**Ausgewählter Auszug:**
---

Der Nachtleuchteffekt im Harz wird durch ein Pigment oder durch ein Granulat erzeugt, das mit eingerührt wird. Beide Möglichkeiten habe ich ausgetestet. Leider ist es so, dass sowohl Pigment als auch Granulat im Harz absinken, und nur die Pigment- oder Granulat-Schicht dann leuchtet. Das Granulat leuchtet schwach, das Pigment deutlich intensiver. Das allerdings wunderschön. Ich habe hier mal ein schlechtes Foto meiner Test-Gießlinge, aber die Farbe ist wirklich absolut bezaubernd.
Eigentlich ist es mehr ein Glimmen oder Schimmern, und der Effekt löst augenblicklich einen Haben-will-Reflex aus. Im Atelier habe ich mir die Teststeine von unten in den Pullover und den Kopf in den Halssausschnitt gesteckt, um den Effekt in der Dunkelheit beurteilen zu können. Ganze Minuten saß ich so in meinem Pullover versteckt und hab mich an diesem sanften Glühen erfreut. Jetzt weiß ich auch, warum man darauf so versessen sein kann!
Um Emanuels Wunschform erzeugen zu können, wurde eine spezielle Silikonform angeschafft. Es handelt sich um ein Prisma mit 8 Flächen, dass 5 cm lang ist und einen Durchmesser von 12 mm hat. Die Dicke war nicht unentscheidend, schließlich sollte der Zahn da gut "hineinpassen".
Wohlwissend, dass die Silikonform zwar nicht supergünstig ist, dafür aber eine hochglänzende Oberfläche beim späteren Gießling erzeugen wird und die einzelnen Flächen nicht mehr geschliffen werden müssen, war es einfacher, in in einem Online-Shop zu bestellen, als selber eine Form herzustellen. Und das beste: der Shop liefert immer einen Muster-Gießling mit.
Und jetzt kam der kniffelige Teil, nämlich die Gestaltungswünsche in eine technische Reihenfolge für das Gießen zu übersetzen.
Ich hoffe, man kann aus dem oberen und dem nachfolgenden Foto erkenne, wie ich meine Gedanken sortiert habe.
- der Zahn darf nicht frei im Harz schweben, er sollte oben "befestigt" sein.
(Es gibt eben ein paar optische Gesetze, denen man sich nicht entziehen kann, und dies ist eines davon! Es sieht einfach besser aus und passt zu der insgesamt länglichen Form des Prismas)

---

**Schriftliche Aufgaben:**
1 – Schreib aus dem Text über das Gießen mit Harz den Teil von „Und jetzt kam“ bis „Form des Prismas)“ Wort für Wort ab.
2 – Fass den Text über das Gießen mit Harz in zwei Sätzen zusammen.
3 – Schreib den Text über das Gießen mit Harz nach seinem letzten Satz weiter.
Die Zeilen braucht man hier nicht.

**Gezeigte Daten:**
---

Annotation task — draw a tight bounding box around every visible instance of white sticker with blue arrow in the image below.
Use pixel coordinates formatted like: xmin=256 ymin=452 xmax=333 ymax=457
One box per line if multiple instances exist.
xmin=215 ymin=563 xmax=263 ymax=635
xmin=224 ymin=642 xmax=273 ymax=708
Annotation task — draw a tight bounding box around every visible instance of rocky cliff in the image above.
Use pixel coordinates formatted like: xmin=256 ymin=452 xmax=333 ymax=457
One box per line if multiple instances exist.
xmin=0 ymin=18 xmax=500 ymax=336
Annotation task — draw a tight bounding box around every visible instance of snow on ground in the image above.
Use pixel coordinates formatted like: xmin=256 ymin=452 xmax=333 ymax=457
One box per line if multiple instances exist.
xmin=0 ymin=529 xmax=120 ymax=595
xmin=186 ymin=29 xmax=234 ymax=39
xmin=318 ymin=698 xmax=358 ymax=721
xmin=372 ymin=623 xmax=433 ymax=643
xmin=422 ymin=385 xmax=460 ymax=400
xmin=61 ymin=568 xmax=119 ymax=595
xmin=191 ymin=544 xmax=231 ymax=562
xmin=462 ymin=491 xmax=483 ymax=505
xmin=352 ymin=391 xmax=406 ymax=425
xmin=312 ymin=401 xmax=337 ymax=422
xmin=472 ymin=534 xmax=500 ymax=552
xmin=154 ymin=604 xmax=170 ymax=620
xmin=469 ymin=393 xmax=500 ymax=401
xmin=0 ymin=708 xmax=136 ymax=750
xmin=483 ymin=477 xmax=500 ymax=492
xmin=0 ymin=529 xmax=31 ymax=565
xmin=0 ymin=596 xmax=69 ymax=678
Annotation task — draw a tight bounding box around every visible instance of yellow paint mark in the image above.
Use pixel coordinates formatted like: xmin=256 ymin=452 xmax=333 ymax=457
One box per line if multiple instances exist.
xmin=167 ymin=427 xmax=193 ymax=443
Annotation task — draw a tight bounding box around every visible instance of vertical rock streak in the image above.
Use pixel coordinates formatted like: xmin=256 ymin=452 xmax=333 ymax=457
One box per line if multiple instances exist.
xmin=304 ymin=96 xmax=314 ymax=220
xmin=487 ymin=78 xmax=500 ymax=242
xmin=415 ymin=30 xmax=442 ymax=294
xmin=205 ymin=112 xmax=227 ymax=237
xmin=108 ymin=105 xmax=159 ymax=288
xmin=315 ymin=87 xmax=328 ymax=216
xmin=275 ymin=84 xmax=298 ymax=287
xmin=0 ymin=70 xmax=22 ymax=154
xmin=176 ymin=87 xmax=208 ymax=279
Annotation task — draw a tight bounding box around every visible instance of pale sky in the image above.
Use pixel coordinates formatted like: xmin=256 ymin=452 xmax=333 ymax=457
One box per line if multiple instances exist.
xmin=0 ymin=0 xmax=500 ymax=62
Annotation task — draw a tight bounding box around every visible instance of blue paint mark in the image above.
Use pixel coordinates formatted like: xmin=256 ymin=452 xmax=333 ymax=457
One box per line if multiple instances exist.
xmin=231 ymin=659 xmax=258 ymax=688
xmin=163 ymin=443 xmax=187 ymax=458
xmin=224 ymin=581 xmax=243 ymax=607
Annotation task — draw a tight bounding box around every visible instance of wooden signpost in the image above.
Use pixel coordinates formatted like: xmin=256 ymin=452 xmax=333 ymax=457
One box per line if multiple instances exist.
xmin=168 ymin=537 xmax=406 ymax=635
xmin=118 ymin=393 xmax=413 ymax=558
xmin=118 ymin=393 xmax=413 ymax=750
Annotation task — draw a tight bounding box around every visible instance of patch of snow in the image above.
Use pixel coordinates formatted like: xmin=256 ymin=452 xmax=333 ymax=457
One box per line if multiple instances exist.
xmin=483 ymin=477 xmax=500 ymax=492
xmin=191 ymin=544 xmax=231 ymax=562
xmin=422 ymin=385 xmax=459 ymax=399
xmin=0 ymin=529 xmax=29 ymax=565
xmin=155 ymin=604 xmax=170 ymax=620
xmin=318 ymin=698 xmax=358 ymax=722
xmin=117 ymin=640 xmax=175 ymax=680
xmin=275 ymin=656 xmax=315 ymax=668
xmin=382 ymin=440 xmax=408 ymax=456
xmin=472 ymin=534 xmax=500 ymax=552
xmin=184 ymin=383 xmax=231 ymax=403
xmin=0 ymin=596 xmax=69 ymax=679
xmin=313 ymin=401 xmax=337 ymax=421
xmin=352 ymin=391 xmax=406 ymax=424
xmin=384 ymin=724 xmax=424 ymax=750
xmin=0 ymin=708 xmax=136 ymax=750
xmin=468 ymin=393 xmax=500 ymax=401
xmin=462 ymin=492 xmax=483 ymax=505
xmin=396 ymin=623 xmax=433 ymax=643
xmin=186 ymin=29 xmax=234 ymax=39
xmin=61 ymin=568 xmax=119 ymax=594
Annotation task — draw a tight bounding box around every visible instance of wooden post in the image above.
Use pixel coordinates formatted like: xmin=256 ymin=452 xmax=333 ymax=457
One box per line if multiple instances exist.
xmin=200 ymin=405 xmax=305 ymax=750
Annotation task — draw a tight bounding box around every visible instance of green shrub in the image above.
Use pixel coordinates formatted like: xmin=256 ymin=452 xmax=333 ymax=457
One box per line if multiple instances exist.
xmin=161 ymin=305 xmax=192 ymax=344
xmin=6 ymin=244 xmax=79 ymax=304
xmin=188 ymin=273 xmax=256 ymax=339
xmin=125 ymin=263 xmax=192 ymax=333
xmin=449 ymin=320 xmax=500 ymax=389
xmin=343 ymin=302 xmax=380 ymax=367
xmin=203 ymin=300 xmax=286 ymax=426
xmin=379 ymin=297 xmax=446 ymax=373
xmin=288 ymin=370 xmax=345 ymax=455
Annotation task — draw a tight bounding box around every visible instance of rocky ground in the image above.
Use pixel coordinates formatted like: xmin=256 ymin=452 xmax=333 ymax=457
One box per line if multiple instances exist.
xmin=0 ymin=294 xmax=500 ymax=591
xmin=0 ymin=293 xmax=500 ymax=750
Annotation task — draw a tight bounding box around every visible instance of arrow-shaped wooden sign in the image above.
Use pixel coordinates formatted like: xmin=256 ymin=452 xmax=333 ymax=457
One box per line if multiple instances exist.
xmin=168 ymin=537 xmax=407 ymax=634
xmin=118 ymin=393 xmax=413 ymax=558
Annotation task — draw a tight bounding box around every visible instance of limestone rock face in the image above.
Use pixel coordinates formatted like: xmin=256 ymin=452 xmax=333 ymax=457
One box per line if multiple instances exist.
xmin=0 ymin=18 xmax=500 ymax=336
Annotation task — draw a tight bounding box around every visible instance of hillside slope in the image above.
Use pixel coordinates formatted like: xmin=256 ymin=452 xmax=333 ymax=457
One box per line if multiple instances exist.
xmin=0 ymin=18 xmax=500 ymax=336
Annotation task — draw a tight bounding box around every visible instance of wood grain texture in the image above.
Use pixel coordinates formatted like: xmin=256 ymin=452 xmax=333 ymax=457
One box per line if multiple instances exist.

---

**Lösungen:**
1 –
Und jetzt kam der kniffelige Teil, nämlich die Gestaltungswünsche in eine technische Reihenfolge für das Gießen zu übersetzen.
Ich hoffe, man kann aus dem oberen und dem nachfolgenden Foto erkenne, wie ich meine Gedanken sortiert habe.
- der Zahn darf nicht frei im Harz schweben, er sollte oben "befestigt" sein.
(Es gibt eben ein paar optische Gesetze, denen man sich nicht entziehen kann, und dies ist eines davon! Es sieht einfach besser aus und passt zu der insgesamt länglichen Form des Prismas)

2 – Der Nachtleuchteffekt im Harz entsteht durch ein Pigment oder ein Granulat, die beide absinken, wobei das Pigment viel stärker leuchtet als das Granulat. Für die gewünschte Form wurde in einem Online-Shop eine Silikonform bestellt, ein achtflächiges Prisma von 5 cm Länge und 12 mm Durchmesser, die eine hochglänzende Oberfläche ohne Schleifen ergibt.

3 –
- die Einschrauböse hat ein relativ langes Gewinde, dass im blickdichten Harz verschwinden sollte
- das nachtleuchtende Harz ist unglückliocherweise bei Tageslich undurchsichtig. Um den Zahn sehen zu können, sollte er hingegen im klaren Harz eingebettet sein.
Fazit: der Anhänger muss in verschiedenen Schichten gegossen werden, um alle Wünsche zu erfüllen:
untere Schicht: nachtleuchtend mit schwarzem Effektgranulat
mittlere Schicht: transparent klar mit Zahneinbettung
obere Schicht: schwarzer Sockel, in der das Gewinde verschwindet.
Und einen markanten Farbakzent setzt
Dank des Muster-Gießlings konnte ich die Anordnung simulieren und die Höhe der einzelnen Schichten festlegen (siehe Zahnstocher) und mit einer Hilfskonstruktion (mit Schnur befestigter Klebstreifen) auf die Silikonform übertragen. Die Breite des schwarzen Klebstreifens markiert die transparente Schicht, und Ober- und Unterkante die jeweilige Eingießhöhe des Harzes.
Warum ich so eine ulkige Vorrichtung ausgedacht habe, liegt daran, dass auf Silikon der Klebstreifen nicht haftet sondern zwangsläufig irgendwann einfach abfällt. Merkwürdigerweise hängt der Erfolg beim Harzen sehr oft von solchen "Hilfskonstruktionen" ab.
Darüber sollte ich mal einen eigenen Blogeintrag schreiben!!!
Mein erster Gießtest hat ergeben, dass die einzelnen Harzschichten ganz pingelig sauber in die Gießform geträufelt werden müssen. Tropfen des nachtleuchtenden Harzes am Rand der klaren Schicht trüben den optischen Eindruck.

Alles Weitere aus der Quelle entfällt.